AIM OF THE TASK:
Please reproduce every line of the records below, word for word and without any changes.

BEGIN DATA FOR THIS EXERCISE

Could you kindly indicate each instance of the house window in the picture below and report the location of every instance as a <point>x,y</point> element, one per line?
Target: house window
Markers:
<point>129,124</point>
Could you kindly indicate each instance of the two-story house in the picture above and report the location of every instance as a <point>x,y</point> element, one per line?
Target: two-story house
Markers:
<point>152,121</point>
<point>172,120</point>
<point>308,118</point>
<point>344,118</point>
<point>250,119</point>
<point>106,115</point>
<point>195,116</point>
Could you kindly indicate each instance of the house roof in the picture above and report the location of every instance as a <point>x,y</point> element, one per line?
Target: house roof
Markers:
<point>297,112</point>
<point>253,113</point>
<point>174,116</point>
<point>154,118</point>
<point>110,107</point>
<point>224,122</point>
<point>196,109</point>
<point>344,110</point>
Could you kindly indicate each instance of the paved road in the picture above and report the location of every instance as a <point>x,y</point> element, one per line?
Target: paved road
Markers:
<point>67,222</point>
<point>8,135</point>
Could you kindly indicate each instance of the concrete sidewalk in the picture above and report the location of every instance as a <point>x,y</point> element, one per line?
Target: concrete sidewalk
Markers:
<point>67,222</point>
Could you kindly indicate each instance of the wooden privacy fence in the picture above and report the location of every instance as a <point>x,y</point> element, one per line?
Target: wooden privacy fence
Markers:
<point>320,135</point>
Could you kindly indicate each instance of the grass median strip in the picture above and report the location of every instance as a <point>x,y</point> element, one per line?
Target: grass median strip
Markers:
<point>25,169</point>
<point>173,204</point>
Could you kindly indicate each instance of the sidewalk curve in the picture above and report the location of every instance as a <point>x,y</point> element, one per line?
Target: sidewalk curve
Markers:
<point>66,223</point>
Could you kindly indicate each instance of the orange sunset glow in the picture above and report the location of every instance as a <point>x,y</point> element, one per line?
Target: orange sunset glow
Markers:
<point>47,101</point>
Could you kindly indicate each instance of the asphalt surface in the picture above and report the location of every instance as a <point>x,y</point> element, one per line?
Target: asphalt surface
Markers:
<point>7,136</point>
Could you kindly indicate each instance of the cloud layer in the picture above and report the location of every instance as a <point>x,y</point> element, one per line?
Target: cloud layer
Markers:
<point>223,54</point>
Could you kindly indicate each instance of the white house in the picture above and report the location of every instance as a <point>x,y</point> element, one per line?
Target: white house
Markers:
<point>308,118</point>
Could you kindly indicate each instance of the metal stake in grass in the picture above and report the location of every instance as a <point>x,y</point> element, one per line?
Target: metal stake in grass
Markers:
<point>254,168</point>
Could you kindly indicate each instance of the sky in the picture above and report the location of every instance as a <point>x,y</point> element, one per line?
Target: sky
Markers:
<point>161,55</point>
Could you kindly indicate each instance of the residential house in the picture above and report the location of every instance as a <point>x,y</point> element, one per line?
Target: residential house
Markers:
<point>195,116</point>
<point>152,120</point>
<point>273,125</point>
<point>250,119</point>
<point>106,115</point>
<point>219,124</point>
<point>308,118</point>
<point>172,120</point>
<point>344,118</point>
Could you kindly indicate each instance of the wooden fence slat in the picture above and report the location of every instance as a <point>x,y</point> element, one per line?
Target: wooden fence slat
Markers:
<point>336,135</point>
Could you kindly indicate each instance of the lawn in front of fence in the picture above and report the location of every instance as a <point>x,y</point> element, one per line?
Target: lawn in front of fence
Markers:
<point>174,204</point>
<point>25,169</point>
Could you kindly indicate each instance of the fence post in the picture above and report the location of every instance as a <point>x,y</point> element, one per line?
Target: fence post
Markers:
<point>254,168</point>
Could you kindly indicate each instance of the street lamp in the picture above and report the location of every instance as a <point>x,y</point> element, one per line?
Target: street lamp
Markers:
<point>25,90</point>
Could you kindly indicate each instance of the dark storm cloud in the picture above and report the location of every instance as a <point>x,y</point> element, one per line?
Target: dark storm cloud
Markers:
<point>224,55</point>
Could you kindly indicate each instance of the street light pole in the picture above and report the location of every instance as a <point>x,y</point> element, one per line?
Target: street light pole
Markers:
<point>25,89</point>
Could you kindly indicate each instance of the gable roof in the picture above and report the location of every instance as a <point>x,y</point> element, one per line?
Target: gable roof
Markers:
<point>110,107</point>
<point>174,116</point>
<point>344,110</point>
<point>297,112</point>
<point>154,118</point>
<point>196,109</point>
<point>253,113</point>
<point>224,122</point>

END DATA FOR THIS EXERCISE

TASK SOLUTION:
Could you kindly indicate each instance of the house window in the picture below and report the location of every instance as a <point>x,y</point> element, one per line?
Target: house window
Markers:
<point>129,124</point>
Could you kindly indicate each instance of the two-story house in the picture above and report the location of every instance as a <point>x,y</point> element, one per line?
Target: two-story house
Markers:
<point>152,121</point>
<point>172,120</point>
<point>308,118</point>
<point>344,118</point>
<point>250,119</point>
<point>106,115</point>
<point>195,116</point>
Could you kindly indicate each instance of the house roof in the picture above and report the location of every instance as a <point>x,y</point> element, one per line?
Target: house roof
Markers:
<point>297,112</point>
<point>253,113</point>
<point>174,116</point>
<point>154,118</point>
<point>110,107</point>
<point>224,122</point>
<point>196,109</point>
<point>344,110</point>
Could you kindly indicate each instance of the paved road in the picture above and report the location of every instance as a <point>x,y</point> element, one per line?
Target: paved road
Markers:
<point>67,222</point>
<point>8,135</point>
Could you kindly indicate each instance of the concrete sidewalk in the picture above and report the location of every instance as a <point>x,y</point> element, one per line?
Target: concrete sidewalk
Markers:
<point>67,222</point>
Could you kindly indicate each instance of the wooden privacy fence in the picture above and report the location of every instance as a <point>x,y</point> element, one per line?
Target: wooden privacy fence
Markers:
<point>320,135</point>
Could you kindly indicate each instance of the grass median strip in the picture above and report the location of every instance as a <point>x,y</point> element, one per line?
Target: grass median strip
Markers:
<point>25,169</point>
<point>173,204</point>
Could you kindly indicate each instance of the sidewalk curve in the picture above and report the location of every instance as a <point>x,y</point> element, one per line?
Target: sidewalk curve
Markers:
<point>66,223</point>
Could you kindly indicate each instance of the orange sunset glow in the picture above and report the location of every instance as a <point>x,y</point> element, one per line?
Target: orange sunset glow
Markers:
<point>47,101</point>
Could you kindly indicate each instance of the asphalt surface in the picture above and report the location of every instance as a <point>x,y</point> element, one per line?
Target: asphalt surface
Markers:
<point>7,136</point>
Could you kindly indicate each instance of the cloud layer in the picture above and report the location of every instance as a <point>x,y</point> element, one per line?
Target: cloud layer
Markers:
<point>223,54</point>
Could you kindly indicate each instance of the white house in the picture above and report the location of every instance as a <point>x,y</point> element, one per line?
Target: white house
Markers:
<point>308,118</point>
Could you kindly indicate each instance of the metal stake in grass in the picture above and report the location of every instance as a <point>x,y</point> element, one per line?
Target: metal stake in grass
Markers:
<point>254,168</point>
Could you kindly indicate each instance of the sky in the picture above and report the location of every instance as a <point>x,y</point> element, one per line?
Target: sky
Markers:
<point>161,55</point>
Could you kindly indicate each instance of the residential house in the picture above and report the location of every instance as a <point>x,y</point> element, one per line?
Target: residential house
Markers:
<point>195,116</point>
<point>152,120</point>
<point>273,125</point>
<point>250,119</point>
<point>106,115</point>
<point>219,124</point>
<point>308,118</point>
<point>172,120</point>
<point>344,118</point>
Could you kindly indicate each instance of the wooden fence slat in the picture above and report the location of every instance as a <point>x,y</point> element, one per line?
Target: wooden fence slat
Markers:
<point>336,135</point>
Could you kindly indicate each instance of the lawn in front of fence in the picture above and report the location of every instance as a <point>x,y</point> element, one per line?
Target: lawn in front of fence
Markers:
<point>174,204</point>
<point>25,169</point>
Could you kindly indicate each instance of the fence post in the picture above and report the location of every instance as a <point>x,y</point> element, one per line?
Target: fence post
Markers:
<point>254,168</point>
Could you kindly indicate each instance of the street lamp in the picture above and report the location of every instance as a <point>x,y</point> element, one per line?
Target: street lamp
Markers:
<point>25,90</point>
Could you kindly indicate each instance of the dark storm cloud in the picture above and report the location of every instance as a <point>x,y</point> element, one per line?
Target: dark storm cloud
Markers:
<point>224,55</point>
Could you kindly indicate each instance of the street light pole in the picture above and report the location of every instance as a <point>x,y</point> element, one per line?
Target: street light pole
Markers:
<point>25,89</point>
Could you kindly indicate each instance of the gable roof in the picture above and report the location of every instance as a <point>x,y</point> element, one per line?
Target: gable roof
Markers:
<point>110,107</point>
<point>174,116</point>
<point>344,110</point>
<point>297,112</point>
<point>154,118</point>
<point>196,109</point>
<point>253,113</point>
<point>224,122</point>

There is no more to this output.